** START **

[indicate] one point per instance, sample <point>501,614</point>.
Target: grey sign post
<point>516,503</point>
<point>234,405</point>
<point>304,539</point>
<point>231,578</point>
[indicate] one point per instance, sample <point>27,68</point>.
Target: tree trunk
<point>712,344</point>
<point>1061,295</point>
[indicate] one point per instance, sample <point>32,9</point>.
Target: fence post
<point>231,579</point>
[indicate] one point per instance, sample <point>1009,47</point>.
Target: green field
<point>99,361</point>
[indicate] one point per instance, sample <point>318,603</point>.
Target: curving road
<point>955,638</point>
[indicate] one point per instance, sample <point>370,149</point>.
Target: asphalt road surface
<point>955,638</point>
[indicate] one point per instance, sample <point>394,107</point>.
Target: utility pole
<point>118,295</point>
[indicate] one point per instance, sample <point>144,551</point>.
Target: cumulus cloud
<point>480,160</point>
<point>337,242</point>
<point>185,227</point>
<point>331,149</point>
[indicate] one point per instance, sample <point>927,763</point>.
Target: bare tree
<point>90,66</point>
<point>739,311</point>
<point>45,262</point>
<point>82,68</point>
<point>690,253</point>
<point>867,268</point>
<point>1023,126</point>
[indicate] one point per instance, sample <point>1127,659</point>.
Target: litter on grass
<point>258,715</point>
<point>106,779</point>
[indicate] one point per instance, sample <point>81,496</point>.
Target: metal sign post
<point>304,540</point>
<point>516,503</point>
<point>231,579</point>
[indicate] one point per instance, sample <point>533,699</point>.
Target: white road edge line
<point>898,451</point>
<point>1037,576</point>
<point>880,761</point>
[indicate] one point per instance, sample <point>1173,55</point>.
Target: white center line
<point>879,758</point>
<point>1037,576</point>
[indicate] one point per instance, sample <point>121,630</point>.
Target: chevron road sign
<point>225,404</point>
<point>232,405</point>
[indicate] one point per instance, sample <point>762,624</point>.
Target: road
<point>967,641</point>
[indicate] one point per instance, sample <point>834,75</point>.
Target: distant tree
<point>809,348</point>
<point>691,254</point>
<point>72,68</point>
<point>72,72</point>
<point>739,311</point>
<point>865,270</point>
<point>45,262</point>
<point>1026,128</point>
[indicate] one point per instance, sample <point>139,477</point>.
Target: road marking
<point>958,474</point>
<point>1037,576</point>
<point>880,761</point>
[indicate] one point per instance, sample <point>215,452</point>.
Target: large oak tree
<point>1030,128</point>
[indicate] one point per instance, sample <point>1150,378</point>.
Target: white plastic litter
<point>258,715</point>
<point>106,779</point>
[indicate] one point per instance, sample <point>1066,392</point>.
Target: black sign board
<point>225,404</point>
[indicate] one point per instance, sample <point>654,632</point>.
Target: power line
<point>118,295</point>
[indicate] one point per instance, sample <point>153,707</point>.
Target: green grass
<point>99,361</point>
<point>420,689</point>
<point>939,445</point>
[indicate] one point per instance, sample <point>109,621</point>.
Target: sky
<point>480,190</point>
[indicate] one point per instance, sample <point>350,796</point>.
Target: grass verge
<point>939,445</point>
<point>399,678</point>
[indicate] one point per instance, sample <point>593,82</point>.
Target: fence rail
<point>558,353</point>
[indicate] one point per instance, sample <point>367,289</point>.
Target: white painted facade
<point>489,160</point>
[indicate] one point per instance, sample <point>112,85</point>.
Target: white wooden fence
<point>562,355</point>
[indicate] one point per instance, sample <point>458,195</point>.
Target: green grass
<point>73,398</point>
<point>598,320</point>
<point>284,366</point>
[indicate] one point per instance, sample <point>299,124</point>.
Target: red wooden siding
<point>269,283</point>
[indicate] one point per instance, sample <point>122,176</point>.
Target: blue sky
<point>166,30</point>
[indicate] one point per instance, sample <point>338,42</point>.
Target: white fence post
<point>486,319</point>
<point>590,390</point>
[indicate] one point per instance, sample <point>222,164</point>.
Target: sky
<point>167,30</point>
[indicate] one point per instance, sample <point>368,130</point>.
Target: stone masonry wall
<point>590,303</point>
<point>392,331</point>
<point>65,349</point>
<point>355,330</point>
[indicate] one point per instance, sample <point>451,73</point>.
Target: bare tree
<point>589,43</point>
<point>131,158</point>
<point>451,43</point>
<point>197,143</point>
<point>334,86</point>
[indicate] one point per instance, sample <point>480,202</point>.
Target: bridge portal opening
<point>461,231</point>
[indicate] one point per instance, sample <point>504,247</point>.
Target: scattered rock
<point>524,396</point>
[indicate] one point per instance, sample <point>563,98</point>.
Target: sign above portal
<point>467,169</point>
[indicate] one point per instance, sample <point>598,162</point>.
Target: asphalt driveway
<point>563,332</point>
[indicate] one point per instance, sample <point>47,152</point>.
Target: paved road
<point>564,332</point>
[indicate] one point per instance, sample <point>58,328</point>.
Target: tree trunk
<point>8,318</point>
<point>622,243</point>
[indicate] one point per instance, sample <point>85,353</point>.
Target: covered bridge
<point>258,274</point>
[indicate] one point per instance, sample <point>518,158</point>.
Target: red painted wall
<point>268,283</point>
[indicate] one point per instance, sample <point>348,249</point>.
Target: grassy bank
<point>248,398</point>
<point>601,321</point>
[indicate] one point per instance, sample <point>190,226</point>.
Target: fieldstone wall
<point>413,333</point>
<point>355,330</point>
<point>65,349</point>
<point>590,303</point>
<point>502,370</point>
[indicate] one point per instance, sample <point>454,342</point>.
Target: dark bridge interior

** END **

● **THE EXERCISE**:
Reproduce the entire listing above, line for line, with no alterations.

● **FULL SOLUTION**:
[indicate] one point per instance, sample <point>501,614</point>.
Target: grey sign post
<point>516,503</point>
<point>234,405</point>
<point>304,539</point>
<point>231,578</point>
[indicate] one point per instance, sample <point>27,68</point>.
Target: tree trunk
<point>712,344</point>
<point>1061,295</point>
[indicate] one point per instance, sample <point>32,9</point>.
Target: fence post
<point>231,579</point>
[indicate] one point per instance, sample <point>1009,47</point>.
Target: green field
<point>99,361</point>
[indicate] one point per instance, sample <point>318,603</point>.
Target: curving road
<point>955,638</point>
[indicate] one point per instance, sample <point>370,149</point>.
Target: asphalt road surface
<point>955,638</point>
[indicate] one point per instance, sample <point>394,107</point>.
Target: utility pole
<point>118,295</point>
[indicate] one point per instance, sample <point>144,551</point>.
Target: cumulus cloud
<point>480,160</point>
<point>337,242</point>
<point>185,227</point>
<point>331,149</point>
[indicate] one point per instance, sample <point>927,763</point>.
Target: bare tree
<point>90,66</point>
<point>739,311</point>
<point>45,262</point>
<point>82,68</point>
<point>690,253</point>
<point>867,268</point>
<point>1023,126</point>
[indicate] one point per instance, sample <point>1127,659</point>.
Target: litter on grass
<point>258,715</point>
<point>106,779</point>
[indicate] one point per instance, sample <point>81,496</point>.
Target: metal sign post
<point>304,540</point>
<point>516,503</point>
<point>231,579</point>
[indicate] one point per instance, sample <point>533,699</point>.
Target: white road edge line
<point>898,451</point>
<point>1037,576</point>
<point>880,761</point>
[indicate] one point per instance, sample <point>1173,55</point>.
Target: white center line
<point>879,758</point>
<point>1037,576</point>
[indicate] one point per instance, sample <point>121,630</point>.
Target: chevron road sign
<point>225,404</point>
<point>232,405</point>
[indicate] one point per instance, sample <point>762,624</point>.
Target: road
<point>967,641</point>
[indicate] one point per instance, sample <point>834,75</point>.
Target: distant tree
<point>809,348</point>
<point>691,254</point>
<point>72,68</point>
<point>72,72</point>
<point>739,311</point>
<point>865,270</point>
<point>45,262</point>
<point>1026,128</point>
[indicate] one point per instance, sample <point>139,477</point>.
Target: road marking
<point>958,474</point>
<point>1037,576</point>
<point>880,761</point>
[indicate] one point per instance, sample <point>215,452</point>.
Target: large oak tree
<point>1030,128</point>
[indicate] one point per instance, sample <point>1150,378</point>.
Target: white plastic litter
<point>258,715</point>
<point>106,779</point>
[indicate] one point per instance, sample <point>1066,392</point>.
Target: black sign board
<point>225,404</point>
[indicate] one point per instance, sample <point>654,632</point>.
Target: power line
<point>118,295</point>
[indicate] one point per instance, sample <point>153,707</point>.
Target: green grass
<point>99,361</point>
<point>420,689</point>
<point>939,445</point>
[indicate] one point per instance, sample <point>109,621</point>.
Target: sky
<point>480,190</point>
[indicate] one point per instance, sample <point>350,796</point>.
Target: grass verge
<point>939,445</point>
<point>399,678</point>
[indicate] one point per instance, sample <point>593,82</point>.
Target: fence rail
<point>558,353</point>
[indicate] one point per instance, sample <point>367,289</point>.
Target: white painted facade
<point>489,160</point>
[indicate] one point per instance, sample <point>112,85</point>.
Target: white wooden fence
<point>562,355</point>
[indicate] one point per instance, sample <point>458,195</point>.
Target: green grass
<point>73,398</point>
<point>598,320</point>
<point>284,366</point>
[indicate] one point per instance, sample <point>299,124</point>.
Target: red wooden siding
<point>269,283</point>
[indicate] one point per instance, sample <point>122,176</point>.
Target: blue sky
<point>166,30</point>
[indicate] one point per instance, sample <point>338,42</point>.
Target: white fence post
<point>486,319</point>
<point>590,390</point>
[indicate] one point per instance, sample <point>222,164</point>.
Target: sky
<point>167,30</point>
[indicate] one point per instance, sample <point>368,130</point>.
Target: stone masonry wall
<point>590,303</point>
<point>392,331</point>
<point>65,349</point>
<point>355,330</point>
[indicate] one point per instance, sample <point>451,73</point>.
Target: bare tree
<point>589,43</point>
<point>131,158</point>
<point>451,43</point>
<point>197,143</point>
<point>334,86</point>
[indicate] one point per instance, sample <point>480,202</point>.
Target: bridge portal opening
<point>461,231</point>
[indicate] one point per instance, sample <point>504,247</point>.
Target: scattered rock
<point>524,396</point>
[indicate] one point per instance, sample <point>563,98</point>.
Target: sign above portal
<point>467,169</point>
[indicate] one point per instance, sample <point>598,162</point>.
Target: asphalt driveway
<point>563,332</point>
[indicate] one point per instance, sample <point>47,152</point>.
Target: paved road
<point>564,332</point>
[indicate] one point per instance, sample <point>58,328</point>.
Target: tree trunk
<point>8,318</point>
<point>622,243</point>
[indicate] one point per instance, sample <point>85,353</point>.
Target: covered bridge
<point>258,274</point>
[indicate] one point per instance, sample <point>518,158</point>.
Target: red painted wall
<point>268,283</point>
[indicate] one point per instance, sample <point>348,249</point>.
Target: grassy bank
<point>248,398</point>
<point>601,321</point>
[indicate] one point per instance, sample <point>190,226</point>.
Target: fieldstone wall
<point>413,333</point>
<point>355,330</point>
<point>65,349</point>
<point>590,303</point>
<point>502,370</point>
[indicate] one point per instance, sample <point>454,342</point>.
Target: dark bridge interior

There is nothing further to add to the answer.